- Records for processing -
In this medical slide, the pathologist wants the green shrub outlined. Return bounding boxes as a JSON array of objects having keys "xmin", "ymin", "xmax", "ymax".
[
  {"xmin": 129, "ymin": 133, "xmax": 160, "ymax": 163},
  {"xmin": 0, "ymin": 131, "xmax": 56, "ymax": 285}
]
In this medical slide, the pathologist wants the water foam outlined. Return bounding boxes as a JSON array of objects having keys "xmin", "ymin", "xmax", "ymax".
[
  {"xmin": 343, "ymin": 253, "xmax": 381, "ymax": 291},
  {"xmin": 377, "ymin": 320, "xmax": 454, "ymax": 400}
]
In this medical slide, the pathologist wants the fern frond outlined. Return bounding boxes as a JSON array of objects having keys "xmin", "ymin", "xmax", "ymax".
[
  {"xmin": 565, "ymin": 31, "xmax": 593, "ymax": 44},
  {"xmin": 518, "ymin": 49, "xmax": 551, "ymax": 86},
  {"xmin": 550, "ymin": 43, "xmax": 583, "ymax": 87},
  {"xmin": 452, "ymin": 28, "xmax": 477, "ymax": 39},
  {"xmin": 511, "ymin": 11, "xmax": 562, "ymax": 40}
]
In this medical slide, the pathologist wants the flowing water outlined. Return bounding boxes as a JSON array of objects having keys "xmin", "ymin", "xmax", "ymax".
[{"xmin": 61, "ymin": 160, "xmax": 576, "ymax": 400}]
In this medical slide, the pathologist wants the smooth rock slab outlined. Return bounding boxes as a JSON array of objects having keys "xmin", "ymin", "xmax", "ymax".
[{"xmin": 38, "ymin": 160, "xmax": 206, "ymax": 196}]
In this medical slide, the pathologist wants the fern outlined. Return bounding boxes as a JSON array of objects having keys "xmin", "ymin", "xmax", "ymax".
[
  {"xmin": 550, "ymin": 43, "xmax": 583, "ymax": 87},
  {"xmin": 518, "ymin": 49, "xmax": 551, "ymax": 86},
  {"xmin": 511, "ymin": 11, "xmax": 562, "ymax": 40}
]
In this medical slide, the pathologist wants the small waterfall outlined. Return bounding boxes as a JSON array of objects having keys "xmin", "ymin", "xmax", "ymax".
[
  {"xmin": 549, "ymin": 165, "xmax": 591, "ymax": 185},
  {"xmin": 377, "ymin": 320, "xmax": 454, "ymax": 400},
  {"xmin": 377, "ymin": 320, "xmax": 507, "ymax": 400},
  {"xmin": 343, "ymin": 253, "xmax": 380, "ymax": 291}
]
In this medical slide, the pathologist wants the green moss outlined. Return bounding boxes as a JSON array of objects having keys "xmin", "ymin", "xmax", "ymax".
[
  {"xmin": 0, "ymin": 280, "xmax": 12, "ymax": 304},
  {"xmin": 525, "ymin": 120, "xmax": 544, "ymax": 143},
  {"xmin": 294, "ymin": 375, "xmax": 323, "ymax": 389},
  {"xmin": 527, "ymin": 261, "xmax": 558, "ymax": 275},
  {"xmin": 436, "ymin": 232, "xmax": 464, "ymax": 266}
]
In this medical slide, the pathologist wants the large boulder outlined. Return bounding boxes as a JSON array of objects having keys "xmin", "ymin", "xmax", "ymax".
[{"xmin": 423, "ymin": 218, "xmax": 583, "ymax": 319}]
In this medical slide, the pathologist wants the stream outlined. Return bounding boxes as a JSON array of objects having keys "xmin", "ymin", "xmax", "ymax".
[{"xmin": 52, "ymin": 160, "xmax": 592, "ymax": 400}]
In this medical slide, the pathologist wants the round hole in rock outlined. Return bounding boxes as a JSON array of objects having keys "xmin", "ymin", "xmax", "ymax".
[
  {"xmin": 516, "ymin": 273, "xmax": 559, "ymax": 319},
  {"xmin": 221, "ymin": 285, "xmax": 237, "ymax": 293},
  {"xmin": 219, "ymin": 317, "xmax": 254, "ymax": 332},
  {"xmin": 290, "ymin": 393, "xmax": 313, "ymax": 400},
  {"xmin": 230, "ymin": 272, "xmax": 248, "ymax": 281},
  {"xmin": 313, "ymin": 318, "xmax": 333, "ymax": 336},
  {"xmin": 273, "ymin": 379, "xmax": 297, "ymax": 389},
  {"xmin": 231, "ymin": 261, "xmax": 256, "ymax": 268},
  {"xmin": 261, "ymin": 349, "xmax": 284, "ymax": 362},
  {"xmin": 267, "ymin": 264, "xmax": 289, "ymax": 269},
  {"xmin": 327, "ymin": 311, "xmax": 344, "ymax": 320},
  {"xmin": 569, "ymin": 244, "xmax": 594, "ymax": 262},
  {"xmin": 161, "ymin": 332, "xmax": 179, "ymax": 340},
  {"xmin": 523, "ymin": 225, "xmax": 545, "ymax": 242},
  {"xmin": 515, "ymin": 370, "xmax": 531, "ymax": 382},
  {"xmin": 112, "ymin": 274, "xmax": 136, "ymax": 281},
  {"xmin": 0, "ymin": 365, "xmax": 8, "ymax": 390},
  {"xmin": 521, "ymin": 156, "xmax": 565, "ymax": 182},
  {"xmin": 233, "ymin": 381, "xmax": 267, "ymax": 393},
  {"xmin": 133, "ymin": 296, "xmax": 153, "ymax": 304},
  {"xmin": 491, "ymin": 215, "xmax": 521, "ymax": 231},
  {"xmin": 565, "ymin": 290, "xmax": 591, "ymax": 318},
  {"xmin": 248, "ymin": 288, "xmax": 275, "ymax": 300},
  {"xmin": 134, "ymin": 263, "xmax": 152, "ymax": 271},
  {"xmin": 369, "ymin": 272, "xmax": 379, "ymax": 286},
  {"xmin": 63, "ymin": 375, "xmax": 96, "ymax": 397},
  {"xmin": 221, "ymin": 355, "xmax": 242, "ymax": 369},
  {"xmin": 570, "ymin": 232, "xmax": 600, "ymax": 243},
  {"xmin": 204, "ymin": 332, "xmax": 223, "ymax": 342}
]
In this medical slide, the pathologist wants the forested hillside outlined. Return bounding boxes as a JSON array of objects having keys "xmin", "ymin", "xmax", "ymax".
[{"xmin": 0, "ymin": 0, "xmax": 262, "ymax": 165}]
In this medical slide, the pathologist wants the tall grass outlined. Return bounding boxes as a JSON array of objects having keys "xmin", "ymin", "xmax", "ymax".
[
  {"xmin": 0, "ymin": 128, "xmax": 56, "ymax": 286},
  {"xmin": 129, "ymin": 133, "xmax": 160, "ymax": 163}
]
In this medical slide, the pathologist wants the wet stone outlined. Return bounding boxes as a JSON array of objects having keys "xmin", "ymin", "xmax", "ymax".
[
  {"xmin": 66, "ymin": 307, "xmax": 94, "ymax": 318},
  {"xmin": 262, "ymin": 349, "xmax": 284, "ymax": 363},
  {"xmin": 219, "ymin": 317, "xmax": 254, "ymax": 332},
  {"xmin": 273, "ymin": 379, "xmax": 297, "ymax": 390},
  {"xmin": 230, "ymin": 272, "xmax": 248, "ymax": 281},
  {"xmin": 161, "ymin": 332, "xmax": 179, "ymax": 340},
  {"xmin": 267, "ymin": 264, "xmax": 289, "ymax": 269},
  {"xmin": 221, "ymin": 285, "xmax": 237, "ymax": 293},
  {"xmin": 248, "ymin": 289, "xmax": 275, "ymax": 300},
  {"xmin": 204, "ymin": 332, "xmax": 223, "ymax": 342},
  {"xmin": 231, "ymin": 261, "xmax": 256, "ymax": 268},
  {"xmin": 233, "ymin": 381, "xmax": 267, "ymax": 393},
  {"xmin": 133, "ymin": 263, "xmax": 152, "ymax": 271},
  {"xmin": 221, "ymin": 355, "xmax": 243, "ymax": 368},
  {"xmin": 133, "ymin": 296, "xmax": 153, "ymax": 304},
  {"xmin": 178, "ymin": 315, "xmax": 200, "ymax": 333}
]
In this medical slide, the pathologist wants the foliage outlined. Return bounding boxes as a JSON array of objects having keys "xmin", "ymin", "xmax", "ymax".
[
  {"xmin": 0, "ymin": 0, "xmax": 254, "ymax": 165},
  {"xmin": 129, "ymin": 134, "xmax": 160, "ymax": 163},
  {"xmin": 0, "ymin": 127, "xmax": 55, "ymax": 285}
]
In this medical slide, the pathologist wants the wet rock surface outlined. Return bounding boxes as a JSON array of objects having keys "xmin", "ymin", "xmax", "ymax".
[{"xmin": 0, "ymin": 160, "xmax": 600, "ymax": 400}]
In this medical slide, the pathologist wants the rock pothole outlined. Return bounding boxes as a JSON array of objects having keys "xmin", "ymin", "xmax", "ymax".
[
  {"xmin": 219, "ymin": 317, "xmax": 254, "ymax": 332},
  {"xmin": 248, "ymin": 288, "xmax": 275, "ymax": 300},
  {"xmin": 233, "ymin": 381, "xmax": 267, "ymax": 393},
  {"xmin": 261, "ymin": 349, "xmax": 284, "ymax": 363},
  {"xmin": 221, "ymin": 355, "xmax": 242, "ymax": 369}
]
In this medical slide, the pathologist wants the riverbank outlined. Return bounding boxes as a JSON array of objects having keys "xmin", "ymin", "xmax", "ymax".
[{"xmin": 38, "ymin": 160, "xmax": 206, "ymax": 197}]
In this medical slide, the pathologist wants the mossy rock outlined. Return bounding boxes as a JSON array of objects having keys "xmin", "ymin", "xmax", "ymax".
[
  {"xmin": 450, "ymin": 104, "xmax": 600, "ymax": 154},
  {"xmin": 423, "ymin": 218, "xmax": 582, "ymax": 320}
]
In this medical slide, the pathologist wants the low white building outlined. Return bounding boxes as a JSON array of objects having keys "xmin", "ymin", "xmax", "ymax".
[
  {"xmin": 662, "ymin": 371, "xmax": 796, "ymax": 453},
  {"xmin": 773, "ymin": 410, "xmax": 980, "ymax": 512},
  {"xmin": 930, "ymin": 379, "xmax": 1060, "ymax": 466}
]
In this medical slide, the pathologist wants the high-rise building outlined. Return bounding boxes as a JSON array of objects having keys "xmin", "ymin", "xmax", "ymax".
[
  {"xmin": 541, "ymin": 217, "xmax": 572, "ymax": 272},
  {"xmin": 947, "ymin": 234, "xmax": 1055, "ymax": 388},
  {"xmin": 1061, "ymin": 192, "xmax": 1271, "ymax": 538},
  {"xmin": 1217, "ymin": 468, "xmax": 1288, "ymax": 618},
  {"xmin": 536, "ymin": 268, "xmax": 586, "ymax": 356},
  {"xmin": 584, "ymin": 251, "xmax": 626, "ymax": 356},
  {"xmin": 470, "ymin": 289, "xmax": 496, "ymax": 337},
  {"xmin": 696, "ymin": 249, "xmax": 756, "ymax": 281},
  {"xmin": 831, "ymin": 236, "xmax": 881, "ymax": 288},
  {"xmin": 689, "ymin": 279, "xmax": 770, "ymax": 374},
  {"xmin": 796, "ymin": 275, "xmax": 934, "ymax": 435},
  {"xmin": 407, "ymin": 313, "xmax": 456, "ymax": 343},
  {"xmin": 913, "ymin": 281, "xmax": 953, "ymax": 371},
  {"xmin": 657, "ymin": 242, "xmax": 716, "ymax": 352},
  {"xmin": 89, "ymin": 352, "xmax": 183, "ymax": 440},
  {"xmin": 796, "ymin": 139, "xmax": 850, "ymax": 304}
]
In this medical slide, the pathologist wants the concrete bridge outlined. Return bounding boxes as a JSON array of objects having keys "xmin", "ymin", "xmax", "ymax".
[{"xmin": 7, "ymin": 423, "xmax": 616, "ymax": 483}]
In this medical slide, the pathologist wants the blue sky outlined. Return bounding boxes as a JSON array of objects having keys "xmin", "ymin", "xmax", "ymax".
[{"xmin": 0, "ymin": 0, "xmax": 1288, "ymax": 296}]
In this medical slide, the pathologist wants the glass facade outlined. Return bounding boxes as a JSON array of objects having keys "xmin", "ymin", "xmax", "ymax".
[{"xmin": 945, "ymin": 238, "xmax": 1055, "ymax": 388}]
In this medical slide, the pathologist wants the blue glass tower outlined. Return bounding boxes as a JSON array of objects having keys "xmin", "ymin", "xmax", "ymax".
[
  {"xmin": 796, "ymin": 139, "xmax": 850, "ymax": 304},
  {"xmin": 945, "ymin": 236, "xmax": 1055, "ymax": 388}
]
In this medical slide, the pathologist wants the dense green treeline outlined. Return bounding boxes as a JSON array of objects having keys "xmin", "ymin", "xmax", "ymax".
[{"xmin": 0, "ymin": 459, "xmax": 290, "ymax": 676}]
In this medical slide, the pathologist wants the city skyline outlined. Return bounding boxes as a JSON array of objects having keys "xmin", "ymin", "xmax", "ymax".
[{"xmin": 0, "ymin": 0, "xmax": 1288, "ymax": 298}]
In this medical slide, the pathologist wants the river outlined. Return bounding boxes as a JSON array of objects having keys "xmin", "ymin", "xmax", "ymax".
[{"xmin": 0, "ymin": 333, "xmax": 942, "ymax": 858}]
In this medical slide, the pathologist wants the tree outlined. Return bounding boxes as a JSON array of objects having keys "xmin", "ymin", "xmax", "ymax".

- Directive -
Reproduce the records word for word, starting at the line that contains "In this medical slide, the pathologist wants the river outlined." and ending at the final line of the records, with both of those lines included.

- Task solution -
In this medical slide, the pathologist wants the river outlined. Return bounding boxes as a JSON array of objects having keys "xmin", "ymin", "xmax", "ymax".
[{"xmin": 0, "ymin": 333, "xmax": 942, "ymax": 858}]
In this medical slide, the pathologist wants the tree outlined. Return bounding boxes as a JSON array of objects having keys "xmin", "ymin", "xmax", "ymax".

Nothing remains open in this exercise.